Dati estratti da una raccolta
========================================================================
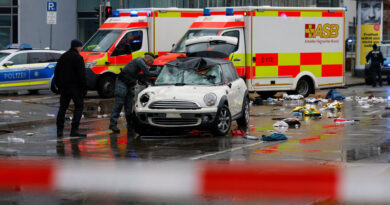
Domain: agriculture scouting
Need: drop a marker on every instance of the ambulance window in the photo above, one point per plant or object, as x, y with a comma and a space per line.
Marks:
130, 42
19, 59
37, 57
228, 75
235, 34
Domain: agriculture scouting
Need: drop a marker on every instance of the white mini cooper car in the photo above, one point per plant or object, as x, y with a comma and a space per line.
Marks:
194, 93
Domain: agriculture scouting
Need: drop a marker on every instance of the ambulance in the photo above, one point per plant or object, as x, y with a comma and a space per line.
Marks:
130, 34
288, 49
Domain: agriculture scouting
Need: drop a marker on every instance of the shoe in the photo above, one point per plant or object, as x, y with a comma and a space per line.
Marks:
77, 134
115, 129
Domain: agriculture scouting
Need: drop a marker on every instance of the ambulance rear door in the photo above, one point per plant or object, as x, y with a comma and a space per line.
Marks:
132, 44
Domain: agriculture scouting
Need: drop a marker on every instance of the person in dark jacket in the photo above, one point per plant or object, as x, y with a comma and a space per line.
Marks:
124, 88
69, 77
377, 61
========================================================================
Puoi disporre tutti questi record in un CSV a due colonne, "testo" e "risposta", con una riga per record, ciascun valore in un solo campo tra virgolette e gli a capo trasformati in spazi? Lascia fuori le immagini.

testo,risposta
"Domain: agriculture scouting Need: drop a marker on every instance of the ambulance window in the photo above, one point per plant or object, as x, y with a comma and a space per line. Marks:","130, 42 19, 59 37, 57 228, 75 235, 34"
"Domain: agriculture scouting Need: drop a marker on every instance of the white mini cooper car in the photo above, one point per plant or object, as x, y with a comma and a space per line. Marks:","194, 93"
"Domain: agriculture scouting Need: drop a marker on every instance of the ambulance in the photo above, one point per plant or object, as x, y with a comma and a space per line. Marks:","130, 34 288, 49"
"Domain: agriculture scouting Need: drop a marker on every instance of the shoe in the photo above, one point per plant or object, as x, y with a comma and a space per line. Marks:","77, 134 115, 129"
"Domain: agriculture scouting Need: drop a marker on every instance of the ambulance rear door in the photo above, one point per plant or object, as x, y with a comma and a space per line. Marks:","132, 44"
"Domain: agriculture scouting Need: drop a marker on every instance of the person in dark jacket in the photo above, one point per plant or object, as x, y with a comma and a space per line. Marks:","124, 88 69, 77 377, 61"